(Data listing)
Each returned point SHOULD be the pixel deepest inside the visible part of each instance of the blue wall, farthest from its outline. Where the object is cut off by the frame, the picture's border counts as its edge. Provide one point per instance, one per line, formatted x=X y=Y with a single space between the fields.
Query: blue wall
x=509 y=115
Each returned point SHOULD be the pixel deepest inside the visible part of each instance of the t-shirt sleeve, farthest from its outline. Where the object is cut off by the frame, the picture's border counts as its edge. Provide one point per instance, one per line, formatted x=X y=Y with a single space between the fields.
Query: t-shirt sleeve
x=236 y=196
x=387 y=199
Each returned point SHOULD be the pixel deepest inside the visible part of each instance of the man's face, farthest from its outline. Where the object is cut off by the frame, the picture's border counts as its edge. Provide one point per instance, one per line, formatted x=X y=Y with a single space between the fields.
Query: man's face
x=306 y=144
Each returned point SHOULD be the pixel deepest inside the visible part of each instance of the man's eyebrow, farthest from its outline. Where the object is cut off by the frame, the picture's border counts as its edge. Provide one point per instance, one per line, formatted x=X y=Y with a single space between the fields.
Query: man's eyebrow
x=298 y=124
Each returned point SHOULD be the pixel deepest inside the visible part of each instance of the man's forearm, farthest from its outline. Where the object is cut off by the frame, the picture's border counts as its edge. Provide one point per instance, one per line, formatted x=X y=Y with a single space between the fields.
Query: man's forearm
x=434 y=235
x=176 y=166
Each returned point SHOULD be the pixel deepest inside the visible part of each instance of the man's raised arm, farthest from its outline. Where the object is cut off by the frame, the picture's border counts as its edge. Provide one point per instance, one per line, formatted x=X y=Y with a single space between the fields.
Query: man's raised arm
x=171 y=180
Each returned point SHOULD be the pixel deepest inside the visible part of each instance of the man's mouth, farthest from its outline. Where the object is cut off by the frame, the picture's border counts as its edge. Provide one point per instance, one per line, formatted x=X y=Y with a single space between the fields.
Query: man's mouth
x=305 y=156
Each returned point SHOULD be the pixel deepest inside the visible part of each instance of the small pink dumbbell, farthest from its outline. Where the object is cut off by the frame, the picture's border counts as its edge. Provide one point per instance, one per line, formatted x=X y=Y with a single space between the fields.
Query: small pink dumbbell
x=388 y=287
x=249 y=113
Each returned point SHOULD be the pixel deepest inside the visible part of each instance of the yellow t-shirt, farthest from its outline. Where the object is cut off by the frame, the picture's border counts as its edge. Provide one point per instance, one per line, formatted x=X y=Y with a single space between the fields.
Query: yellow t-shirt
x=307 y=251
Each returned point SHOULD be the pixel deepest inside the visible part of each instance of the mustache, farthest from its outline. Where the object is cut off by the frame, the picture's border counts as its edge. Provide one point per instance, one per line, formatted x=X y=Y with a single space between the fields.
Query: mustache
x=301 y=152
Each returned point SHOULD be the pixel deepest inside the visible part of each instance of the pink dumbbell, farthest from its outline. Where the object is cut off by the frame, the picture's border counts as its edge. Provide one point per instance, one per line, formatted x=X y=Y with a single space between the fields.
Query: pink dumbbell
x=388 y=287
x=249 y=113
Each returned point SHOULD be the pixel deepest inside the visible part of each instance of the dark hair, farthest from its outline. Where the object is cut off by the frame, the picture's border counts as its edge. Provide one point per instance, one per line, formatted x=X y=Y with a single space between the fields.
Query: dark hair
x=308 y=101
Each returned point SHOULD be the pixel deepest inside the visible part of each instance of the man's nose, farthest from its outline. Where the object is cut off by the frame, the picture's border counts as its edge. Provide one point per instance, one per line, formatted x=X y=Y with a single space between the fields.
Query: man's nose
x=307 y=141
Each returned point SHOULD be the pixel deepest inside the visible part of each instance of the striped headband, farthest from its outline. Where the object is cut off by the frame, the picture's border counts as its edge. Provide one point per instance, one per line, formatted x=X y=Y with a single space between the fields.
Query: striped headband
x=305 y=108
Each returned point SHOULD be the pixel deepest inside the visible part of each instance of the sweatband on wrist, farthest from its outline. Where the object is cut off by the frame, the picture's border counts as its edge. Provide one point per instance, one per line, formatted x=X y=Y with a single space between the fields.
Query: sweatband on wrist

§ EXERCISE DESCRIPTION
Arrange every line of the records above as a numbered list, leaving out any blank lines.

§ THE OUTPUT
1. Each returned point SHOULD be the pixel deepest inside the visible part of each instance of the blue wall, farthest from its outline. Where the object is cut off by the frame, the picture's border counts as its edge. Provide one point per instance, one per line, formatted x=X y=Y with a single space between the fields.
2. Query: blue wall
3. x=509 y=115
4. Each returned point SHOULD be the pixel deepest inside the visible part of each instance of the t-shirt sleeve, farthest from its outline. Where the object is cut off by the frame, the picture's border counts as its edge. Provide one point per instance, one per line, formatted x=X y=Y with a single space between the fields.
5. Query: t-shirt sleeve
6. x=236 y=196
7. x=387 y=199
8. Each returned point SHOULD be the pixel deepest inside the visible part of each instance of the man's face, farthest from its outline. Where the object is cut off by the frame, the picture's border counts as its edge. Provide one point per instance, one per line, formatted x=X y=Y with a single space between the fields.
9. Query: man's face
10. x=306 y=144
11. Each returned point SHOULD be the pixel deepest inside the visible part of each instance of the man's eyebrow, farthest from its outline. Where the object is cut off by the frame, the picture's border counts as its edge. Provide one point per instance, one per line, formatted x=X y=Y with a single space between the fields.
12. Query: man's eyebrow
13. x=298 y=124
14. Each returned point SHOULD be the pixel deepest inside the visible part of each instance of the man's forearm, farthest from its outline. Where the object is cut off by the frame, the picture's border counts as its edge. Provide one point per instance, one per line, formatted x=X y=Y with a single space between the fields.
15. Query: man's forearm
16. x=434 y=235
17. x=176 y=166
18. Each returned point SHOULD be the pixel deepest inside the visible part of each instance of the man's raised arm, farthest from its outline. Where the object is cut off by the frame, the picture's border counts as its edge. Provide one point per instance, one per line, formatted x=X y=Y with a single space between the fields.
19. Query: man's raised arm
20. x=171 y=180
21. Each returned point SHOULD be the pixel deepest inside the visible part of each instance of the man's mouth, farthest from its outline. Where the object is cut off by the frame, the picture's border counts as its edge. Provide one point per instance, one per line, formatted x=X y=Y with a single space between the fields.
22. Query: man's mouth
23. x=305 y=156
24. Each returned point SHOULD be the pixel deepest inside the visible part of each instance of the small pink dumbbell, farthest from its outline. Where the object is cut off by the frame, the picture's border counts as its edge. Provide one point per instance, one per line, formatted x=X y=Y with a single space between the fields.
25. Query: small pink dumbbell
26. x=388 y=287
27. x=249 y=113
28. Each returned point SHOULD be the pixel deepest inside the visible part of each instance of the yellow t-shirt, farthest from its outline. Where the object is cut off by the frame, the picture's border counts as its edge. Provide one point per instance, one per line, formatted x=X y=Y with a single space between the fields.
29. Query: yellow t-shirt
30. x=307 y=251
31. Each returned point SHOULD be the pixel deepest inside the visible part of each instance of the mustache, farthest from its outline. Where the object is cut off by the frame, the picture's border counts as its edge. Provide one point per instance, one per line, formatted x=X y=Y with a single space between the fields.
32. Query: mustache
33. x=301 y=152
34. Each returned point SHOULD be the pixel deepest inside the visible part of each instance of the pink dumbbell, farthest from its outline. Where the object is cut off by the frame, the picture's border counts as its edge. Provide one point per instance, one per line, formatted x=X y=Y with a single space between the fields.
35. Query: pink dumbbell
36. x=388 y=287
37. x=249 y=113
38. Each returned point SHOULD be the pixel deepest inside the visible part of each instance of the dark hair, farthest from its outline. Where the object is cut off by the frame, the picture's border counts as its edge. Provide one point per instance, one per line, formatted x=X y=Y with a single space between the fields.
39. Query: dark hair
40. x=308 y=101
41. Each returned point SHOULD be the pixel deepest inside the visible part of each instance of the man's nose, farthest from its outline. Where the object is cut off by the frame, the picture's border counts as its edge. Provide one point per instance, one per line, formatted x=X y=Y with a single space between the fields.
42. Query: man's nose
43. x=307 y=141
44. Each returned point SHOULD be the pixel deepest inside the visible part of each instance of the striped headband, farthest from its outline. Where the object is cut off by the frame, the picture's border counts as its edge. Provide one point per instance, one per line, formatted x=X y=Y with a single space between the fields.
45. Query: striped headband
46. x=305 y=108
47. Each returned point SHOULD be the pixel deepest inside the visible part of each instance of the sweatband on wrist, farthest from its outline. Where the object is cut off by the frame, the picture's border counts as its edge. Provide one point per instance, one per line, formatted x=X y=Y with a single space between the fields.
48. Query: sweatband on wrist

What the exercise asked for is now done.